### [Records shown]
--------

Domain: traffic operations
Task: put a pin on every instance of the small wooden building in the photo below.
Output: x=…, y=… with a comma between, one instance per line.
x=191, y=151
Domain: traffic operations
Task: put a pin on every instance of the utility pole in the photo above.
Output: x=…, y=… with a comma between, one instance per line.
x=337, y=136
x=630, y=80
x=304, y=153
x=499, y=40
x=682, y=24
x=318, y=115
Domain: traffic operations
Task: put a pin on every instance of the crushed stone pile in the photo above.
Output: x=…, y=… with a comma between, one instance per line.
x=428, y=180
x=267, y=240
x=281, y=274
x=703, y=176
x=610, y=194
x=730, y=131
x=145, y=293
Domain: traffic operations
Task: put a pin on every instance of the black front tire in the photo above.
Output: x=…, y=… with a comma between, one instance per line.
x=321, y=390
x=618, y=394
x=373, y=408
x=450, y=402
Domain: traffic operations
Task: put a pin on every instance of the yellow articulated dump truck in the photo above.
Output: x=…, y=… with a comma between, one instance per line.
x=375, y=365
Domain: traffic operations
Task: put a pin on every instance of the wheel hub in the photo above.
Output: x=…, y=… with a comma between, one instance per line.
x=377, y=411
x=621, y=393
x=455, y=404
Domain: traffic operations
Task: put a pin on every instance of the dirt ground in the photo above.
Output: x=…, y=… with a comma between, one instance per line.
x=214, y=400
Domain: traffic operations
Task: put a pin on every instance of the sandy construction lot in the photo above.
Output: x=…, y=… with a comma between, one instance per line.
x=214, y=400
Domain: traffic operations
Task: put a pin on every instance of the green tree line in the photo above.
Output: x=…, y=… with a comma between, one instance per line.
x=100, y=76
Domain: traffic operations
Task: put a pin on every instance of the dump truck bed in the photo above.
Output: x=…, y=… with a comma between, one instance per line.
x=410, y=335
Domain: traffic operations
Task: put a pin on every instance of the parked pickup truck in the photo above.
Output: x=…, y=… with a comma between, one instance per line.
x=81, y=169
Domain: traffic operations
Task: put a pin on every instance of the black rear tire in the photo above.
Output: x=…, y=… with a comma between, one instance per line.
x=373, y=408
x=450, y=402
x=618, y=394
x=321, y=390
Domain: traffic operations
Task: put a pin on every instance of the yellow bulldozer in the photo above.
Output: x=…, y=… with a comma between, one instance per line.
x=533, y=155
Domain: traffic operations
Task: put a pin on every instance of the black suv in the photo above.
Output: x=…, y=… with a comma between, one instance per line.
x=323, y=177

--------

### [Aim]
Copy every record above word for word, keeping each line as it appears.

### [Response for this exercise]
Domain: traffic operations
Task: put a pin on every instance of the small wooden building in the photo below.
Output: x=…, y=… with a comma between, one instance per line.
x=191, y=151
Domain: traffic operations
Task: put a pin on every instance of the utility pole in the photo above.
Output: x=…, y=… with a comma between, one instance per line.
x=337, y=136
x=630, y=80
x=304, y=153
x=499, y=40
x=682, y=24
x=318, y=115
Domain: traffic operations
Task: put a pin on every instance of the crushed stone pile in the photo above.
Output: x=…, y=… with a comma between, one instance per line.
x=428, y=180
x=267, y=240
x=281, y=274
x=703, y=176
x=610, y=194
x=730, y=131
x=145, y=293
Domain: traffic operations
Task: put a pin on every instance of the black front tire in the photo above.
Output: x=…, y=… with a comma between, one instance per line.
x=321, y=390
x=618, y=394
x=373, y=408
x=450, y=402
Domain: traffic operations
Task: put a pin on every instance of the yellow articulated dump truck in the photo above.
Output: x=…, y=… with a comma between, one instance per line.
x=375, y=365
Domain: traffic operations
Task: put a pin on every instance of the wheel hub in the photo above.
Output: x=…, y=… with a comma between, one instance per line.
x=377, y=411
x=621, y=393
x=455, y=404
Domain: traffic operations
Task: put a pin on every instance of the dirt ground in the photo above.
Output: x=…, y=… with a comma between, one instance per line.
x=214, y=400
Domain: traffic operations
Task: put a pin on every instance of the sandy construction lot in the photo above.
Output: x=…, y=… with a comma between, one instance per line.
x=214, y=400
Domain: traffic operations
Task: put a pin on every instance of the green tree line in the photo above.
Output: x=…, y=… with a comma between, one instance per line.
x=100, y=76
Domain: traffic operations
Task: put a pin on every instance of the dump truck bed in the photo above.
Output: x=…, y=… with a comma between, one instance per line.
x=410, y=335
Domain: traffic operations
Task: put a pin on every instance of the parked pickup truck in the photo above.
Output: x=…, y=… with a comma between, one instance per line.
x=81, y=169
Domain: traffic operations
Task: put a pin on every instance of the black rear tire in the photo above.
Output: x=…, y=… with a comma between, one instance per line.
x=373, y=408
x=450, y=402
x=618, y=394
x=321, y=390
Domain: traffic operations
Task: put a pin on every instance of the yellow bulldozer in the photo above.
Output: x=…, y=… with a comma between, one instance per line.
x=533, y=155
Domain: traffic operations
Task: put a pin on every instance of the black suv in the photo above.
Output: x=…, y=… with a comma between, one instance per line.
x=323, y=177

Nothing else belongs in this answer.